>> Start Dataset entries
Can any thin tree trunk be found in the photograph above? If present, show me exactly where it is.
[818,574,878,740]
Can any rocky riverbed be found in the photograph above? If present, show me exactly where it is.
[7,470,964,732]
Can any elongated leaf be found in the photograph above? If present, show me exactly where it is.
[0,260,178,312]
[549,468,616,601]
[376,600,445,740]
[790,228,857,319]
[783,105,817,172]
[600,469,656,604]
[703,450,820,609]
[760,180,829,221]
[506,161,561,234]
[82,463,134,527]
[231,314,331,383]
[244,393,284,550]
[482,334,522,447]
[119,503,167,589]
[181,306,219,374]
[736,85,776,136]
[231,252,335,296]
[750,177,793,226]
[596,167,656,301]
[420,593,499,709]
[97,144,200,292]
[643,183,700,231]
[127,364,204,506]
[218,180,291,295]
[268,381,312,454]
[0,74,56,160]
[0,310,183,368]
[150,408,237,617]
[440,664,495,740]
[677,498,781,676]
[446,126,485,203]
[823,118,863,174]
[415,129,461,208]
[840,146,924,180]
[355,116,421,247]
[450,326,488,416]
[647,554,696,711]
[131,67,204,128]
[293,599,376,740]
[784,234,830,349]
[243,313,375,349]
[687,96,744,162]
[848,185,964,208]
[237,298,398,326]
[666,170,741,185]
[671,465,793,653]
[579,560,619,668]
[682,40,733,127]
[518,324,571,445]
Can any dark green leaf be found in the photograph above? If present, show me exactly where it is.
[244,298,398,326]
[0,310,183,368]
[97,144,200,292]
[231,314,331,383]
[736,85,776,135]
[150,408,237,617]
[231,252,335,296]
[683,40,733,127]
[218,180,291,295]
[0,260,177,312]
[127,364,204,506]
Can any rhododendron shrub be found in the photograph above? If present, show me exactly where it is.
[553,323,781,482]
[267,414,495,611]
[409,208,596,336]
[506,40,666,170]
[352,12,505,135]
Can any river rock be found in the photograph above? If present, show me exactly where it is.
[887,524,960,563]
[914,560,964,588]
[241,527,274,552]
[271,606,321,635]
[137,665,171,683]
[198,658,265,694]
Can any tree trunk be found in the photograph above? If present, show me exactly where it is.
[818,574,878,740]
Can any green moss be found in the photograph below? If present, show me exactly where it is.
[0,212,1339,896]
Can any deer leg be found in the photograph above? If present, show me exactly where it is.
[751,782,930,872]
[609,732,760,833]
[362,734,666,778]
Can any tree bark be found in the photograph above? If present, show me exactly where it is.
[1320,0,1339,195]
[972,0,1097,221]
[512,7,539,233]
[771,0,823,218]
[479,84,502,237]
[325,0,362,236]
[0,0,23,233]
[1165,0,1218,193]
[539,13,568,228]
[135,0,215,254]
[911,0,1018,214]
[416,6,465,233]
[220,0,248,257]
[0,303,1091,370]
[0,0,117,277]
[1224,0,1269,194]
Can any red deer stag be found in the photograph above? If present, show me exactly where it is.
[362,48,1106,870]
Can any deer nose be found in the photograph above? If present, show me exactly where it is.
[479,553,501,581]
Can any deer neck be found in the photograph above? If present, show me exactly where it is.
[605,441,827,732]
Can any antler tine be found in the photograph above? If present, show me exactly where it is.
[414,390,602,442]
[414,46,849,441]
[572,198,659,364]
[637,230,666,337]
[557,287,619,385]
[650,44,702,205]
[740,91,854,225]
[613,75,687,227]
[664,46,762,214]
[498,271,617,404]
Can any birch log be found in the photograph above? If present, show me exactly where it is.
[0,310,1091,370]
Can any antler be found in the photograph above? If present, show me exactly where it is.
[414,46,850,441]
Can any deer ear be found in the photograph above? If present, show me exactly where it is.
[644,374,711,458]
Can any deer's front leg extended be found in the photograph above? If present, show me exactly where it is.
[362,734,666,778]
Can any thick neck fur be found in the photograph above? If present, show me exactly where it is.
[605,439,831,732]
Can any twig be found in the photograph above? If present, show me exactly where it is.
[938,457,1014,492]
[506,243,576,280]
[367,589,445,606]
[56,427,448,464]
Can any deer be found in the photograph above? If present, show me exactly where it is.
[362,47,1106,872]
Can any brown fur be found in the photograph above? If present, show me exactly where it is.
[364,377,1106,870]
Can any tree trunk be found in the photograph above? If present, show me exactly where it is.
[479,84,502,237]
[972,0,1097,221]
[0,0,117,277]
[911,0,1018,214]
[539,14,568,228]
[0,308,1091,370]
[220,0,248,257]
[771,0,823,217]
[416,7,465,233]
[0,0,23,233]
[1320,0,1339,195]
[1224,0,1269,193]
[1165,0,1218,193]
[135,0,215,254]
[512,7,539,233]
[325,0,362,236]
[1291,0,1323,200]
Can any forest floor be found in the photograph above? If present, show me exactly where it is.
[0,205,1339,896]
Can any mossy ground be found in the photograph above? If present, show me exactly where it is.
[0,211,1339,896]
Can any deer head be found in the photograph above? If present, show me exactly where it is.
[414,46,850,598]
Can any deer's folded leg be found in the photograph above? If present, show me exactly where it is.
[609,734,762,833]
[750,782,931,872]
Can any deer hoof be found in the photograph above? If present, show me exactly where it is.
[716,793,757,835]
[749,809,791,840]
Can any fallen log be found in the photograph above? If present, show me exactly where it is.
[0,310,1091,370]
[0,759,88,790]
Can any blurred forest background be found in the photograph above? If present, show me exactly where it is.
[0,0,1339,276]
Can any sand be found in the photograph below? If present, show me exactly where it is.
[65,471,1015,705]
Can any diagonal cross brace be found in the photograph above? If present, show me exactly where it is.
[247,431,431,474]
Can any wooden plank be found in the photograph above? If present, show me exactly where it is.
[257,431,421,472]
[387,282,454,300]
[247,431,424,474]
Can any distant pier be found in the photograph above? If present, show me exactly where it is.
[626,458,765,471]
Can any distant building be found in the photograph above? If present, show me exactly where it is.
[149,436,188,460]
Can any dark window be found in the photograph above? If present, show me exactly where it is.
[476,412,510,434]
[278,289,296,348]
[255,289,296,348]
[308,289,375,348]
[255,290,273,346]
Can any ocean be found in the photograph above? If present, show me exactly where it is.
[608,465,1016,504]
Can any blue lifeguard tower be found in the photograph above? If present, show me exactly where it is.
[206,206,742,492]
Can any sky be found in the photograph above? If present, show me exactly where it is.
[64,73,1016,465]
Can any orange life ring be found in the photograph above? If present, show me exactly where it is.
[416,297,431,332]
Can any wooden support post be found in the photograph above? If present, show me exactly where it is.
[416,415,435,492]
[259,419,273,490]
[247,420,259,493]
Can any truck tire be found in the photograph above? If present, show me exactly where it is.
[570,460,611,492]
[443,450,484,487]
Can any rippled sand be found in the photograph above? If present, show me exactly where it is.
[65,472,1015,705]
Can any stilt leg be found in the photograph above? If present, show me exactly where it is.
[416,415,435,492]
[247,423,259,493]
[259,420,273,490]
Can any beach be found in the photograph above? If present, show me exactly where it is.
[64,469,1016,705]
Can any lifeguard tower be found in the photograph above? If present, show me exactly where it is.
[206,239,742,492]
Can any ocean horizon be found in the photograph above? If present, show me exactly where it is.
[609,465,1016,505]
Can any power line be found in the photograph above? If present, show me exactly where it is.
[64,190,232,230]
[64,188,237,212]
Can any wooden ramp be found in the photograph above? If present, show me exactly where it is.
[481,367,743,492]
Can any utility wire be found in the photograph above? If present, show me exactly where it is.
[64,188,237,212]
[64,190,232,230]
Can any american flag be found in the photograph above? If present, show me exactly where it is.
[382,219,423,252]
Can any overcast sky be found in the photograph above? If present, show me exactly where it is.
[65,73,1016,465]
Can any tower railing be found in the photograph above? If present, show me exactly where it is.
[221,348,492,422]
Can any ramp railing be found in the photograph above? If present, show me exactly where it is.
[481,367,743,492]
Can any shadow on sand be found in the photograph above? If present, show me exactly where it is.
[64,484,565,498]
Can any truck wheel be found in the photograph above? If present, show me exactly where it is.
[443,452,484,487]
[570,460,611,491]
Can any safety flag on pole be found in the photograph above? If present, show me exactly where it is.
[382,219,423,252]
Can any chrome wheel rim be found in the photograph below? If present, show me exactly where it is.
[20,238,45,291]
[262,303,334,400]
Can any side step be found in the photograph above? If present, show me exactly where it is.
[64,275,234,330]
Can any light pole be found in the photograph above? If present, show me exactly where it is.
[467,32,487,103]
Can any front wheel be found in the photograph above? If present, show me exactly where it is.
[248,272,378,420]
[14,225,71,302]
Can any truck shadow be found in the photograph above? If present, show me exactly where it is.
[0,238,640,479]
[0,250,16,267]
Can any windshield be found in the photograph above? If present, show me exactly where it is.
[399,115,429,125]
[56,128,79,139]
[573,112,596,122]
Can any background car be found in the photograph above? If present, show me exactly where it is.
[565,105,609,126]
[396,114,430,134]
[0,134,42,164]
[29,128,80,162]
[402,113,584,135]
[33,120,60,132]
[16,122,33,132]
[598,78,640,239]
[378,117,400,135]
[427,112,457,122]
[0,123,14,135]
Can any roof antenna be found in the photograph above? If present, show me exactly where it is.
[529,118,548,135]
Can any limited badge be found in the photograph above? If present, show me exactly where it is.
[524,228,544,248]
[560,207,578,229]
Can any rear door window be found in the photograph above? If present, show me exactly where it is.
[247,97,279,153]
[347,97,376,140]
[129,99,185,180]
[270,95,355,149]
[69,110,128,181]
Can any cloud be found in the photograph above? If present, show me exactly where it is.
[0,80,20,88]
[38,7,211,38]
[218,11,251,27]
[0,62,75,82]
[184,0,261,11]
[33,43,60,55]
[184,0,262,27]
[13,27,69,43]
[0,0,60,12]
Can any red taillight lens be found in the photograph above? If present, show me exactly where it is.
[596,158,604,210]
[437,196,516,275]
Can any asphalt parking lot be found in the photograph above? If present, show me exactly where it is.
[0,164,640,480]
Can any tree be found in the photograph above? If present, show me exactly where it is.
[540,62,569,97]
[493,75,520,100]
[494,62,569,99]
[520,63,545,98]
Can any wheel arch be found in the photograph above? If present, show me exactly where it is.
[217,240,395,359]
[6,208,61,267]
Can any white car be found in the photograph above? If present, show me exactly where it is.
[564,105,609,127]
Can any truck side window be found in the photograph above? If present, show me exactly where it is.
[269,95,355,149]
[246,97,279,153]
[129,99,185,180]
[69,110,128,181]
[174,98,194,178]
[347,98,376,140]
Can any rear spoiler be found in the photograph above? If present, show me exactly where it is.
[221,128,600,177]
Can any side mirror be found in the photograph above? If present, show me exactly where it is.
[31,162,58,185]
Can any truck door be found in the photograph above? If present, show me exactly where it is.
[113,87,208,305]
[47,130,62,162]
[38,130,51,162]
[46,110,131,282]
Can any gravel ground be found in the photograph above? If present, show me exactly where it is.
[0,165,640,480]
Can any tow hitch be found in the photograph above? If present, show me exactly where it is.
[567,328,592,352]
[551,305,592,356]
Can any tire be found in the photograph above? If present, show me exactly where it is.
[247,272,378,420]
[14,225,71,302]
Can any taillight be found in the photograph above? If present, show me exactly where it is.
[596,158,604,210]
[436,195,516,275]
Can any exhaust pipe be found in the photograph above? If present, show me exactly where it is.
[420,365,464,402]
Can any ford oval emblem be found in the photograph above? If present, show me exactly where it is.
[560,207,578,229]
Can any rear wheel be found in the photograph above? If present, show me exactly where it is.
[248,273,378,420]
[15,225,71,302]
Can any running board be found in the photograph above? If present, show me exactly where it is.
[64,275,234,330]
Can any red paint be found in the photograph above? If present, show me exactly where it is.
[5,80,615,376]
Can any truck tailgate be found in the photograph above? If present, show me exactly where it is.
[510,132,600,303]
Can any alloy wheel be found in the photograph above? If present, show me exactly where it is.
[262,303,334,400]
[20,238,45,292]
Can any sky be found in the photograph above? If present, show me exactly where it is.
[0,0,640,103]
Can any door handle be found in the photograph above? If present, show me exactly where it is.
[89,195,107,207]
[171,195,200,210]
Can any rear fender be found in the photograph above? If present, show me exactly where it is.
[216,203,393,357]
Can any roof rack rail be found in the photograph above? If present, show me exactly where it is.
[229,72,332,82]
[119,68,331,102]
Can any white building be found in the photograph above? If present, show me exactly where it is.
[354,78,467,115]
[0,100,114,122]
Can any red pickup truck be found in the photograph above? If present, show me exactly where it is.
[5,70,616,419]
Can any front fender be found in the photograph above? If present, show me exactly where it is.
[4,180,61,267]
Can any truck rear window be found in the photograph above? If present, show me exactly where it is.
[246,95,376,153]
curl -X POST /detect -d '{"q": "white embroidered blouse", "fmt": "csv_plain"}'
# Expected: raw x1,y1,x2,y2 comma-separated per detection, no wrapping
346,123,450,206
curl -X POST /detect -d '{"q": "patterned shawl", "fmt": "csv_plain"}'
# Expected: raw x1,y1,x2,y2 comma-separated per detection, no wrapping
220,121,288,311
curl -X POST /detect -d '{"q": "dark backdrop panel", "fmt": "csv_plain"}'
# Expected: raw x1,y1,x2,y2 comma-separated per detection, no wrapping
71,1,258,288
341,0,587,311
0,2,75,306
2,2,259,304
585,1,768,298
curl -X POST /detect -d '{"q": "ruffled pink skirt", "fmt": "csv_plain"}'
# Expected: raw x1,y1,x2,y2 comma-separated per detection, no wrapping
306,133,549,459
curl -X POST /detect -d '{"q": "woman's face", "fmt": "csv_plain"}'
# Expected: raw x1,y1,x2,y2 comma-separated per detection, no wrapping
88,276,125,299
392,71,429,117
>> End Dataset entries
* **Exercise details**
Reproduce the part of the items above that opens with the line containing "Can any roof antenna" and closes with the line containing "[437,196,516,275]", keeping both of those lines.

* **Complete response**
Can any roof antenna be found in the photograph above? If present, show me exactly where it is.
[529,118,548,135]
Can any limited badge be found in the photograph above? If present, show me exactly where it is.
[524,228,544,248]
[560,207,578,229]
Can any rear door window be found in the photograph above? If present, show me exactly where it is.
[247,97,279,153]
[347,97,376,140]
[129,99,185,180]
[270,95,355,149]
[69,110,128,181]
Can any cloud be found in the photograph above? If present, show me exactly where it is.
[0,80,20,88]
[38,7,211,38]
[218,11,251,27]
[0,62,75,82]
[184,0,261,11]
[33,43,60,55]
[184,0,262,27]
[13,27,69,43]
[0,0,60,12]
Can any red taillight lens be found in the photograph above? If present, show me exactly where it is.
[596,158,604,210]
[437,196,516,275]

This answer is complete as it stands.